● **How to complete this task**:
Exactly reproduce the lines from the line containing "Target: window" to the end of the data below, inclusive, and nothing else.

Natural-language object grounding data
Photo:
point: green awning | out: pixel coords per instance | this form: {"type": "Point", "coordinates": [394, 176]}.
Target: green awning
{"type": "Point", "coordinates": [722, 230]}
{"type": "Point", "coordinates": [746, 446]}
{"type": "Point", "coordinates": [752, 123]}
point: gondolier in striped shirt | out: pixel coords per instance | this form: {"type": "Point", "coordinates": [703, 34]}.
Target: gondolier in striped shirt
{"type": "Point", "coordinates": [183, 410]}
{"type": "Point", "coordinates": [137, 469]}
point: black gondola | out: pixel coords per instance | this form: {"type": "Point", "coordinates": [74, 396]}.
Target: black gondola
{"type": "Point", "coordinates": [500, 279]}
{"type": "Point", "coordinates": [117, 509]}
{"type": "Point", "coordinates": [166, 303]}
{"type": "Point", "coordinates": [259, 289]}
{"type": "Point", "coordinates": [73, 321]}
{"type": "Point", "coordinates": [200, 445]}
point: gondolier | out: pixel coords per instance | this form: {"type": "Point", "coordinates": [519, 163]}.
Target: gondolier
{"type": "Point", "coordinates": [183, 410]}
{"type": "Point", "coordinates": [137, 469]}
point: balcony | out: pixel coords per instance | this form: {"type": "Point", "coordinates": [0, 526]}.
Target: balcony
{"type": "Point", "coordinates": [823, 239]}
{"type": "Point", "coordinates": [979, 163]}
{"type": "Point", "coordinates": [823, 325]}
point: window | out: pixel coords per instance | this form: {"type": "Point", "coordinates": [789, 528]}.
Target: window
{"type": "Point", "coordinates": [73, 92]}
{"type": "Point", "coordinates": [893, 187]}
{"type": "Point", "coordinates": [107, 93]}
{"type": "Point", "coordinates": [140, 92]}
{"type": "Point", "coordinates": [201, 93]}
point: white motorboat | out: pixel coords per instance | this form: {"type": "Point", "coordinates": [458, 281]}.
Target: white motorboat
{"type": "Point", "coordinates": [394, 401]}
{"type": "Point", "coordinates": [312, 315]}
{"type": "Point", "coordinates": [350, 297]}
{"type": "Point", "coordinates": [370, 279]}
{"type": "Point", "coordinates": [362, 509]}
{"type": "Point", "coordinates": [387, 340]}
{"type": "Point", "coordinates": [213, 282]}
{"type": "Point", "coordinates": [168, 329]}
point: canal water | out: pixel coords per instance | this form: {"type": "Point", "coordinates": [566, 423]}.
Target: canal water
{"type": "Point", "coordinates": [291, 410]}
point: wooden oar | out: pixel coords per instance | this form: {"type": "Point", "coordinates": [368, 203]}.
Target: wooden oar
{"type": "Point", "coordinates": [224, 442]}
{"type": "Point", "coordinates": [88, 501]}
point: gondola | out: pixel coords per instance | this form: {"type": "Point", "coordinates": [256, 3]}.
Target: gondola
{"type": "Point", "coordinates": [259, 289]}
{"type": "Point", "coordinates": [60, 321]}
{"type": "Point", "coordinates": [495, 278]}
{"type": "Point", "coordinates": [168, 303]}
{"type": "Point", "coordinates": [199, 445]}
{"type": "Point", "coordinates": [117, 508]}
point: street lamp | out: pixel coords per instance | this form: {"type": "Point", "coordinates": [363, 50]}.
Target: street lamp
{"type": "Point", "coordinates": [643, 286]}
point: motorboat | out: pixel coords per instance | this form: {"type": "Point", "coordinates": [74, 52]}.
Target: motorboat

● **Written solution**:
Target: window
{"type": "Point", "coordinates": [73, 92]}
{"type": "Point", "coordinates": [893, 187]}
{"type": "Point", "coordinates": [107, 93]}
{"type": "Point", "coordinates": [140, 92]}
{"type": "Point", "coordinates": [201, 93]}
point: white motorboat | out: pixel coords per instance | this form: {"type": "Point", "coordinates": [458, 281]}.
Target: white motorboat
{"type": "Point", "coordinates": [394, 401]}
{"type": "Point", "coordinates": [312, 315]}
{"type": "Point", "coordinates": [350, 297]}
{"type": "Point", "coordinates": [370, 279]}
{"type": "Point", "coordinates": [362, 509]}
{"type": "Point", "coordinates": [387, 340]}
{"type": "Point", "coordinates": [213, 282]}
{"type": "Point", "coordinates": [168, 329]}
point: canal water | out: pixel coords per instance | this form: {"type": "Point", "coordinates": [566, 423]}.
Target: canal water
{"type": "Point", "coordinates": [291, 410]}
point: wooden oar | out: pixel coords per instance | this form: {"type": "Point", "coordinates": [368, 203]}.
Target: wooden oar
{"type": "Point", "coordinates": [224, 442]}
{"type": "Point", "coordinates": [88, 501]}
point: gondola | out: pixel coords per instance | this form: {"type": "Point", "coordinates": [256, 3]}.
Target: gondola
{"type": "Point", "coordinates": [259, 289]}
{"type": "Point", "coordinates": [60, 321]}
{"type": "Point", "coordinates": [495, 278]}
{"type": "Point", "coordinates": [168, 303]}
{"type": "Point", "coordinates": [199, 445]}
{"type": "Point", "coordinates": [117, 508]}
point: street lamp | out: pixel coords per instance | this form: {"type": "Point", "coordinates": [363, 50]}.
Target: street lamp
{"type": "Point", "coordinates": [643, 286]}
point: motorboat | out: pixel coords per instance | this form: {"type": "Point", "coordinates": [74, 52]}.
Target: motorboat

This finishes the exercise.